## What to work on:
Search the data for "marker". Return each matching line.

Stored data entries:
────

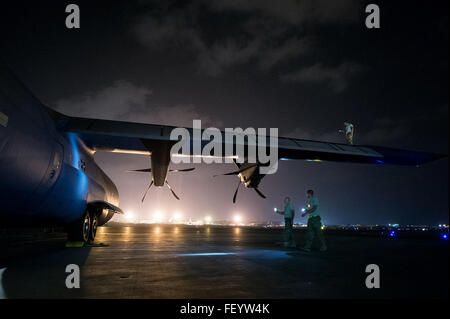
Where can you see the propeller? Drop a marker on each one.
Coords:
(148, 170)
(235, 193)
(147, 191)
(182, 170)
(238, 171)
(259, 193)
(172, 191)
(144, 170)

────

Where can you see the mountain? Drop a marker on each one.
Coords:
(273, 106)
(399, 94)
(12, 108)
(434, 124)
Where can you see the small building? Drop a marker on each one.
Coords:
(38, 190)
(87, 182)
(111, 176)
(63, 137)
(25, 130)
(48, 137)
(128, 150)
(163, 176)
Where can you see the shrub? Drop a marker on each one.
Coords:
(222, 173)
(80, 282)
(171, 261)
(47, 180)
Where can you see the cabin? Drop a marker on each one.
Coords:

────

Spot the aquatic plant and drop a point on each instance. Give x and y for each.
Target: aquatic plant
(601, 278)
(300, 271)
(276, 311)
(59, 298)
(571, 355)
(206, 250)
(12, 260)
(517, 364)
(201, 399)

────

## Solution to the exercise:
Where can you see the propeller? Drop a marker on each one.
Where can you see the mountain? Drop a marker on each one.
Where can you see the small building? Drop a marker on each one.
Where can you see the shrub? Drop a marker on each one.
Where can you see the cabin? Drop a marker on each one.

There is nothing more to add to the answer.